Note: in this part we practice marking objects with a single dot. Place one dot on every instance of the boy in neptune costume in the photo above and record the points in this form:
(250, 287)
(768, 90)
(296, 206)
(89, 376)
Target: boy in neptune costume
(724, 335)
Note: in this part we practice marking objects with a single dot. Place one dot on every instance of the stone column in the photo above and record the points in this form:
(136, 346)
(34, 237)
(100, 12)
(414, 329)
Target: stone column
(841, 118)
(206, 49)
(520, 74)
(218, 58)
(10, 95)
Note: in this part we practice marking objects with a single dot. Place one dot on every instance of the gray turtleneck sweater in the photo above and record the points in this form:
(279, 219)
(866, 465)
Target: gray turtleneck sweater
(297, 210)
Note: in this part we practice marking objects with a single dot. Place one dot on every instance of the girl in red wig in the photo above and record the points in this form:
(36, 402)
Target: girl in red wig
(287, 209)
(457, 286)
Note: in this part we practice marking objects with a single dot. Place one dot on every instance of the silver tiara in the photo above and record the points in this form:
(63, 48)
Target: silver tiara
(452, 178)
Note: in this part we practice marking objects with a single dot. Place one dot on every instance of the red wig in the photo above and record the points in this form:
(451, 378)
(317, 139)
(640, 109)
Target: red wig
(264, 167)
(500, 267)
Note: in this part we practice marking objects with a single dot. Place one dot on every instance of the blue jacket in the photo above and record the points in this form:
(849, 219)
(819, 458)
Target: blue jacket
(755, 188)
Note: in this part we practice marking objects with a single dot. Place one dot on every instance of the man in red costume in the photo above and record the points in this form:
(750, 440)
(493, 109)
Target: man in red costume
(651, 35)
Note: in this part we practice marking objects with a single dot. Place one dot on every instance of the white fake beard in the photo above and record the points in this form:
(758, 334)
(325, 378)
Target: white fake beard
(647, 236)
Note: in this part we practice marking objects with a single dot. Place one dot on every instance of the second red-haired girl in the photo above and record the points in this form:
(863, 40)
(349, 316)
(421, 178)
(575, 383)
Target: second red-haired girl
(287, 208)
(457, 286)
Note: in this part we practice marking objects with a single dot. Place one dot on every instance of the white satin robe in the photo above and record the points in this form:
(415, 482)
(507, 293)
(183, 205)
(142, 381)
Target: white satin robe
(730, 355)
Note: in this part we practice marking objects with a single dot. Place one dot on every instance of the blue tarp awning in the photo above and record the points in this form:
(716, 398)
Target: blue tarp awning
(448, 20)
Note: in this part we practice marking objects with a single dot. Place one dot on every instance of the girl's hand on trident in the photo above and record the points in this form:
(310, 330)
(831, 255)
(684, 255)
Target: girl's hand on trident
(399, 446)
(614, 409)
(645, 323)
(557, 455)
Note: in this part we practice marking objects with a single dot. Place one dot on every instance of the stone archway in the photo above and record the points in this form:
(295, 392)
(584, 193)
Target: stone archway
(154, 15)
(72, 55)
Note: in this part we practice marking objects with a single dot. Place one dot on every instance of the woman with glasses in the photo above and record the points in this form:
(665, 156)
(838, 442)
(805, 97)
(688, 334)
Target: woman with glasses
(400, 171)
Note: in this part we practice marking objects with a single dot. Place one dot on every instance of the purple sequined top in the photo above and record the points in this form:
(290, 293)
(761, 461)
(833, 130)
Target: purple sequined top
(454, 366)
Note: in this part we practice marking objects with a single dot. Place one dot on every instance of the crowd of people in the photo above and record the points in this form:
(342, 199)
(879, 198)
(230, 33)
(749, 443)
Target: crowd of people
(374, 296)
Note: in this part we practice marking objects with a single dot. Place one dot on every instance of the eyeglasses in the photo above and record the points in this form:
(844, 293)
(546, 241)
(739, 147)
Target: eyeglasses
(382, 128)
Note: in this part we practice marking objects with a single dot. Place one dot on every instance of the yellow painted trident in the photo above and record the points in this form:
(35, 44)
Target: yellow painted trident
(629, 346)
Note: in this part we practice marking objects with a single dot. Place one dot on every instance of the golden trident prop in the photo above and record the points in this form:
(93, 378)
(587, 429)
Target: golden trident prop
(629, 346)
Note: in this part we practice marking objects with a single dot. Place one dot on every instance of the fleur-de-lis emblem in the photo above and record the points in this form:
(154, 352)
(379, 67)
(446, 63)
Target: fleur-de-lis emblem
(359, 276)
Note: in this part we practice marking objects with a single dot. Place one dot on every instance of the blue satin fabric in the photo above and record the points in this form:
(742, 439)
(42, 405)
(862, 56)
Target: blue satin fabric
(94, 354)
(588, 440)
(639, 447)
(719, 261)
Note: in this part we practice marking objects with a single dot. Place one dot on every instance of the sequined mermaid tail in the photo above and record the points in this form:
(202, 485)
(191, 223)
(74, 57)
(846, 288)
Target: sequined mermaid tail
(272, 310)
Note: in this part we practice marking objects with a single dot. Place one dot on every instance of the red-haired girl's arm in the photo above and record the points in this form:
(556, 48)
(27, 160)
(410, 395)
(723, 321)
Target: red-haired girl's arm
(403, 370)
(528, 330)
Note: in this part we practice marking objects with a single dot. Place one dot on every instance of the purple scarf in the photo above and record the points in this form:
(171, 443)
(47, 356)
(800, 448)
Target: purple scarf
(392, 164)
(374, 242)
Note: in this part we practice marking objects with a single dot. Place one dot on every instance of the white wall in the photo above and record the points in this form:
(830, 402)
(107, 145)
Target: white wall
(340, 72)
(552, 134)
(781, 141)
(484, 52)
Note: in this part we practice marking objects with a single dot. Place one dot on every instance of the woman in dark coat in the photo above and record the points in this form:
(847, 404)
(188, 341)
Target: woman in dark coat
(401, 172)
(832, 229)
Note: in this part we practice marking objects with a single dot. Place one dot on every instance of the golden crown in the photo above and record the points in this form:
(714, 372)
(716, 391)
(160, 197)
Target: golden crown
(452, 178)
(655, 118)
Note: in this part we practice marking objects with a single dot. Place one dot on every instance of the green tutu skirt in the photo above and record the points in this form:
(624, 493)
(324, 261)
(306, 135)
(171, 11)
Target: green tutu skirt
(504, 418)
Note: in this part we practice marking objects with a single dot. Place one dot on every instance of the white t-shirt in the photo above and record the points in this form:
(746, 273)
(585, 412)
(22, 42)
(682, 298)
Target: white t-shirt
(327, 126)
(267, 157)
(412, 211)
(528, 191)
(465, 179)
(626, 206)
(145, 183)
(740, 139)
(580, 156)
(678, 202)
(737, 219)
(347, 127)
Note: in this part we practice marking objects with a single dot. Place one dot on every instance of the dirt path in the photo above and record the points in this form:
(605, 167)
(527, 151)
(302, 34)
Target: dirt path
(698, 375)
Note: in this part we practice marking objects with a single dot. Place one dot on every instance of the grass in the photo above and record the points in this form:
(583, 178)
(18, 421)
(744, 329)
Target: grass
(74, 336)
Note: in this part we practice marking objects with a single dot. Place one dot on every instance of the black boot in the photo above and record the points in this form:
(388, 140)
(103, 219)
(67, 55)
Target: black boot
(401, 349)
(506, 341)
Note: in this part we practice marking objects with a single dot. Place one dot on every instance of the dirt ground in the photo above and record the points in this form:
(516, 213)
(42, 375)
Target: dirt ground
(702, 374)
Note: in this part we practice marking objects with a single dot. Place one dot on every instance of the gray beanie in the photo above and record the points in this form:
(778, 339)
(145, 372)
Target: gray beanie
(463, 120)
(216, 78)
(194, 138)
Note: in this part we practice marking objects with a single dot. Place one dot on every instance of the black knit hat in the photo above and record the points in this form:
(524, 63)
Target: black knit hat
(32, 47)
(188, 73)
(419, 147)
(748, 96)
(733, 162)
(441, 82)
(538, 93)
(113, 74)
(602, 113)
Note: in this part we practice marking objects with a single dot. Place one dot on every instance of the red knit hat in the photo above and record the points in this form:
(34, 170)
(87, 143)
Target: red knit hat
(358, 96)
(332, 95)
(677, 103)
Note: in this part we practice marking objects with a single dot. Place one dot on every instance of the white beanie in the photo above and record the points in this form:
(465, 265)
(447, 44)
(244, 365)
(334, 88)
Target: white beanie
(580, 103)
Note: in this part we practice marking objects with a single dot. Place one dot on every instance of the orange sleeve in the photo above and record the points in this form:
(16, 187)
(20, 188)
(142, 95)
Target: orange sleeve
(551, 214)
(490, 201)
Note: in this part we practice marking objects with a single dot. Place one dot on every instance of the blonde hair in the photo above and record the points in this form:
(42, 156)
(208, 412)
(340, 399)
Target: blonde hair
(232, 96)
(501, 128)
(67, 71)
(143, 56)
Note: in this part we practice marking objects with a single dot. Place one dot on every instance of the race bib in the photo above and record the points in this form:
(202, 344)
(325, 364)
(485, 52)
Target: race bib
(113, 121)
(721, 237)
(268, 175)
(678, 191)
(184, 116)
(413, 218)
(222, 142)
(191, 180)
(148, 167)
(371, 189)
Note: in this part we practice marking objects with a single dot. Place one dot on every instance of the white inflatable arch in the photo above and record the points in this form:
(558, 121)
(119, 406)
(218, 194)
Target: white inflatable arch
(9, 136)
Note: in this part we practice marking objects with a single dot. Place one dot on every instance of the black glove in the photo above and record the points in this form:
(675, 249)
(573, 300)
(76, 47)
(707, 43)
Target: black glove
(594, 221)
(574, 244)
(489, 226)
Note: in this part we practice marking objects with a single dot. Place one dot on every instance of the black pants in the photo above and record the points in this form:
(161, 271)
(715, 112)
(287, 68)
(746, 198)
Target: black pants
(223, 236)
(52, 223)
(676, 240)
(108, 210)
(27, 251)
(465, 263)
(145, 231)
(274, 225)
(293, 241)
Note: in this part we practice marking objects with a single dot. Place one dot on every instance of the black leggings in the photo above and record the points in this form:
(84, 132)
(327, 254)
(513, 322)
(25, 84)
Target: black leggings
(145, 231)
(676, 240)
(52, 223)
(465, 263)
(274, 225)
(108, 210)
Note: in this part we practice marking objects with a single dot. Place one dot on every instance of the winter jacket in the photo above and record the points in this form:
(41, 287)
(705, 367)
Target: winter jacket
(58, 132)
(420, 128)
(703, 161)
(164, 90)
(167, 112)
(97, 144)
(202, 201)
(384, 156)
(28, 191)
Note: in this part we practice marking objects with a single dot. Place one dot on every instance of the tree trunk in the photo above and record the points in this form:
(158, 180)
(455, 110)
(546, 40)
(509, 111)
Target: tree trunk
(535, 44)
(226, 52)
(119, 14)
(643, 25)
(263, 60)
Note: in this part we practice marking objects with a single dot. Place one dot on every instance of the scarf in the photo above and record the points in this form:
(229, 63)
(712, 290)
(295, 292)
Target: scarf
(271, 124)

» EXERCISE OBJECTIVE:
Repeat only the lines from the one holding "the black glove" through the last line of the data.

» ANSWER TO THIS EXERCISE:
Note: in this part we practice marking objects with a single dot. Place one dot on every instance of the black glove in the photo above and record the points in this form:
(675, 249)
(573, 300)
(76, 47)
(707, 43)
Target: black glove
(594, 221)
(574, 244)
(489, 226)
Note: in this part we practice marking objects with a single dot. Place one dot on every instance of the black pants in the photo above and record the points in this form:
(161, 271)
(715, 112)
(287, 68)
(746, 198)
Target: black pants
(223, 236)
(52, 223)
(676, 240)
(108, 210)
(27, 251)
(465, 263)
(145, 231)
(274, 225)
(293, 241)
Note: in this part we practice marking objects with a single dot. Place one dot on every instance of the black leggings in the photo above and record the points in this form:
(84, 132)
(327, 254)
(513, 322)
(25, 84)
Target: black leggings
(145, 231)
(676, 240)
(52, 223)
(465, 263)
(274, 225)
(108, 210)
Note: in this part we practice marking objects with a single dot. Place one dot on every instance of the winter jacket in the photo above and record the points in this form:
(41, 287)
(705, 367)
Target: winter jacket
(58, 132)
(420, 128)
(703, 161)
(164, 90)
(167, 112)
(97, 144)
(202, 201)
(384, 156)
(28, 191)
Note: in this part we practice marking objects with a single dot. Place one dot on every instance of the tree trunk in the photo above and record the points in this form:
(158, 180)
(455, 110)
(546, 40)
(509, 111)
Target: tree trunk
(535, 44)
(226, 52)
(119, 14)
(643, 25)
(263, 60)
Note: in this part we practice marking objects with a single dot. Place one dot on every instance of the scarf in the photo above and record the points in this form:
(229, 63)
(712, 290)
(295, 292)
Target: scarf
(271, 124)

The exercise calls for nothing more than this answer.